* [BRIEF 1] Copy the rows word for word, from the first row up to and including the line containing "[1288,71,1329,155]". Leave the pictures out.
━━━━━ TEXT SEGMENT
Q: Are you still cautious about the IT sector?
We have reduced our exposure in the IT sector on the back of the expected continuing slowdown in the sector but are being selective as well. With recessionary pressure looming on the global economy, we are being more cautious about the IT sector than before and remain selective. Demand remains affected by slower decision-making, caution around spending and project ramp-downs.
Q4FY23 earnings commentary also confirmed the dull demand environment and cuts in discretionary IT spends. IT firms expect a soft H1FY24 as the declining headcount and cautious pricing outlook suggest a sharp moderation in FY24.
Q. Do you see more value in the smaller private banks, than larger banks?
Small private banks are trading at lower valuation multiples compared to larger banks and NBFCs and, historically always they have traded at discount to large banks and large NBFCs. However, the attractiveness of valuation depends on credit growth.
━━━━━━━━━━
━━━━━ RECORDS SHOWN
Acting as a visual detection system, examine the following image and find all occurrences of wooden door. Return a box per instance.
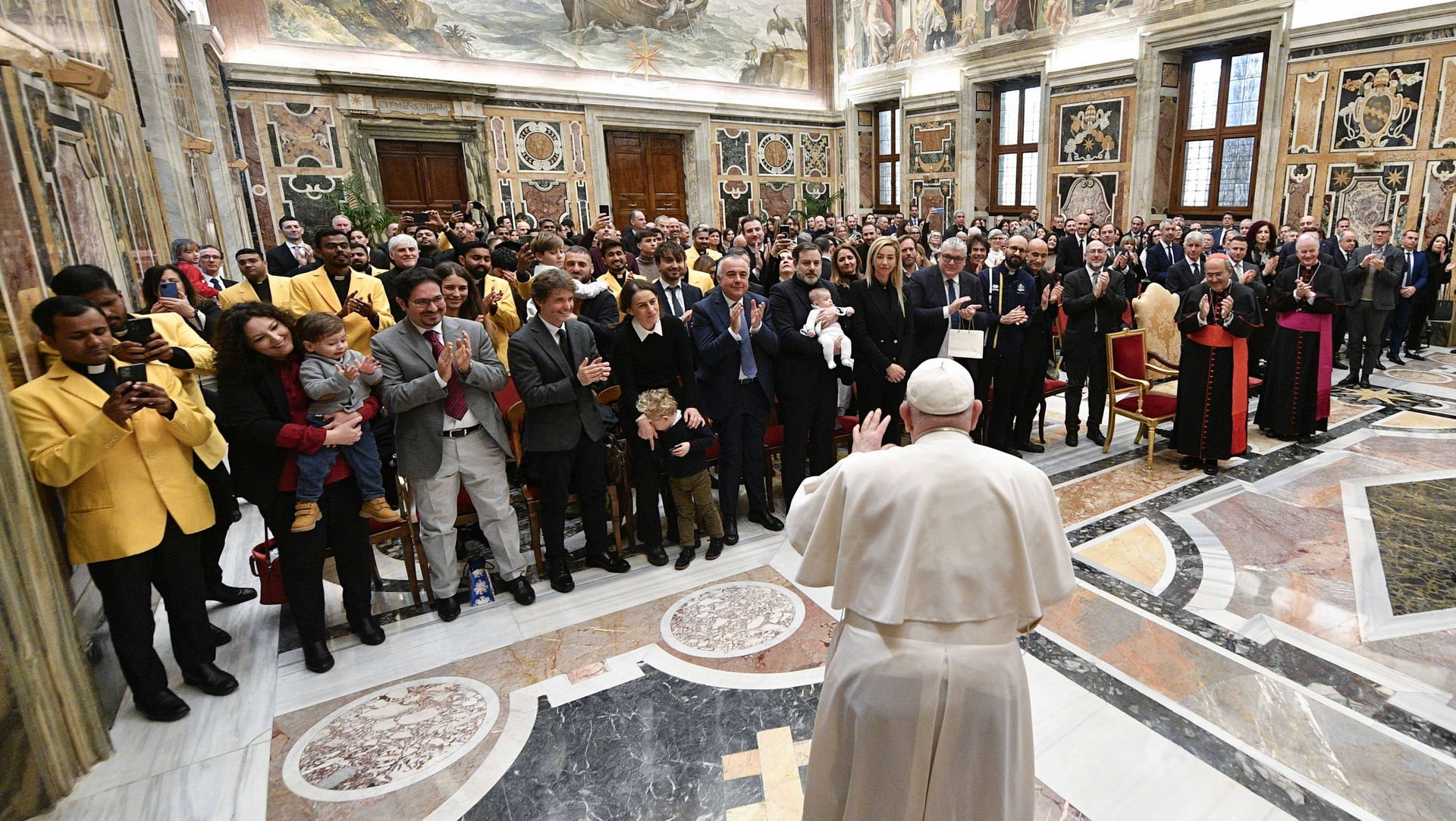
[606,131,687,227]
[374,139,469,218]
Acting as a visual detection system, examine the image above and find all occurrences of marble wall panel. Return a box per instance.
[1288,71,1329,155]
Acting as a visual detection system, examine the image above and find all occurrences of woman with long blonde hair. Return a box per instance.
[849,237,915,444]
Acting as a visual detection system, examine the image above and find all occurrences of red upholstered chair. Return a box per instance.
[1102,329,1178,467]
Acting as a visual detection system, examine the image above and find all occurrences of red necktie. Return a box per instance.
[425,331,470,419]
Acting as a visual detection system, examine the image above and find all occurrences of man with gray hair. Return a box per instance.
[1163,231,1204,297]
[786,358,1076,821]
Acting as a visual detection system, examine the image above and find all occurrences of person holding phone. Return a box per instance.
[10,297,237,721]
[141,265,223,339]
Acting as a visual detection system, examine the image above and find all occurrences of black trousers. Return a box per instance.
[623,431,677,544]
[526,431,609,562]
[192,456,237,588]
[981,349,1027,450]
[855,370,910,444]
[264,476,374,642]
[86,517,217,699]
[1012,342,1051,443]
[714,380,770,522]
[1405,285,1440,351]
[1345,300,1391,378]
[1063,334,1106,434]
[779,371,839,509]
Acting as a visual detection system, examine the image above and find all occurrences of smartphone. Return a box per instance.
[117,364,147,384]
[127,316,155,345]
━━━━━━━━━━
* [BRIEF 2] According to the investment interview, how have small private banks historically traded compared with large banks and large NBFCs?

* [FINISHED ANSWER 1]
Acting as a visual detection system, examine the following image and find all occurrences of wooden door. Return a box per instance.
[606,131,687,227]
[374,139,469,218]
Acting as a visual detection system, examine the image above and find all occurrences of marble wall panel. Return a box per instance.
[1288,71,1329,155]

* [FINISHED ANSWER 2] At a discount.